* _Data for the task_:
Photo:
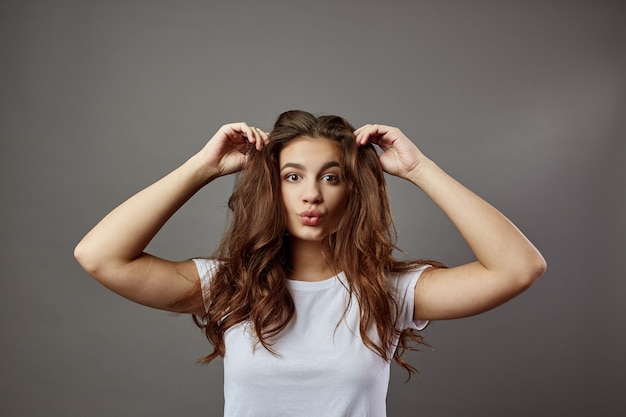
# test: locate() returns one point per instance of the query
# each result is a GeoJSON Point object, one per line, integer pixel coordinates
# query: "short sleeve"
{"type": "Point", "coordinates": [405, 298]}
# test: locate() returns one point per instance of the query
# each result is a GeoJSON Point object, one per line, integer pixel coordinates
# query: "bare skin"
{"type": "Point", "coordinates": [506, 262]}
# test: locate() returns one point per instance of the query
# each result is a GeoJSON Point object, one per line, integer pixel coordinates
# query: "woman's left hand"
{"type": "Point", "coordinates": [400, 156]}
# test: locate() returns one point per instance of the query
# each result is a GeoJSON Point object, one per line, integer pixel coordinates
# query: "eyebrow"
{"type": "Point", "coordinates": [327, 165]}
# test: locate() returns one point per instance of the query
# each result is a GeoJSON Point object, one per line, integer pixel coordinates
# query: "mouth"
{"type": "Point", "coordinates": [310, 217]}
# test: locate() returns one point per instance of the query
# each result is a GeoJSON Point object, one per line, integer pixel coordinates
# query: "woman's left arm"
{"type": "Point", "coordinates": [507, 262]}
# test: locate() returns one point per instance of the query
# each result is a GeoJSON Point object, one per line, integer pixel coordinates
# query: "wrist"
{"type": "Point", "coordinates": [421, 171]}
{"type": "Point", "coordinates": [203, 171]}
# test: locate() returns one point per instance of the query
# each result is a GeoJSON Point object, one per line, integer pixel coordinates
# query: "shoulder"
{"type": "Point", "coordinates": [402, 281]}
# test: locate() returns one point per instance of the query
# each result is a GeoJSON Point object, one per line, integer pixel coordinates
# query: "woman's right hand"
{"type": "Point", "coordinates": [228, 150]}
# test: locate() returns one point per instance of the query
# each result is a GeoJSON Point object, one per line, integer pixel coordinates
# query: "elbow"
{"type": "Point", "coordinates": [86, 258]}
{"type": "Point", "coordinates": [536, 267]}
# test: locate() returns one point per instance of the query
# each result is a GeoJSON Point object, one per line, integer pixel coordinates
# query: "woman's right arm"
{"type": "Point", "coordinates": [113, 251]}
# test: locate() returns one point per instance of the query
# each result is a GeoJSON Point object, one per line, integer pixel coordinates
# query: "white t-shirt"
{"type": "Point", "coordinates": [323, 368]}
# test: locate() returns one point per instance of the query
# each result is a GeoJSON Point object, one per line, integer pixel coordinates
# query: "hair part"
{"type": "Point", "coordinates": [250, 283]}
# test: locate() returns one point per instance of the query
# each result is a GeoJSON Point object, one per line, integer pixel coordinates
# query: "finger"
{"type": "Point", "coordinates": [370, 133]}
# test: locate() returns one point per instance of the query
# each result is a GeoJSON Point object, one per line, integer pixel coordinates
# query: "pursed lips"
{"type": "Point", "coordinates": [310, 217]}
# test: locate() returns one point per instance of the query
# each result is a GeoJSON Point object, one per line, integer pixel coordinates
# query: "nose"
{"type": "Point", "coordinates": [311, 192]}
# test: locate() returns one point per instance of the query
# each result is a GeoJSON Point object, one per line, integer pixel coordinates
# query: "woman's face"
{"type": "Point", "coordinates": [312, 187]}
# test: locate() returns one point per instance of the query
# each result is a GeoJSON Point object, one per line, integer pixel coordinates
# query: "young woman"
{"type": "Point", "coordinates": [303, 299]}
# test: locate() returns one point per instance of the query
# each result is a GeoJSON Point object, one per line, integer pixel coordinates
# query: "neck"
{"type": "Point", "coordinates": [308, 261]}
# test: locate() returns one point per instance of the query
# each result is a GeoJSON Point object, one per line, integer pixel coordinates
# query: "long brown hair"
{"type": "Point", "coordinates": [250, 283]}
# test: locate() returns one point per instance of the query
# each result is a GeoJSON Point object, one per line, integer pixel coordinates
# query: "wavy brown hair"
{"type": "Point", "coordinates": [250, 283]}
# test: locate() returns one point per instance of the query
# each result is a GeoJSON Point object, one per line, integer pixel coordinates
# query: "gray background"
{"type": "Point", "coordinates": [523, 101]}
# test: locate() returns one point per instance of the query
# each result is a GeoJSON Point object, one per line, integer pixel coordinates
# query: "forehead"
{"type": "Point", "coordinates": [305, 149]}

* _Task prompt_:
Which of the lines above contain the word "hair"? Copy out every one of them.

* _In response_:
# query: "hair part"
# query: "long brown hair"
# query: "wavy brown hair"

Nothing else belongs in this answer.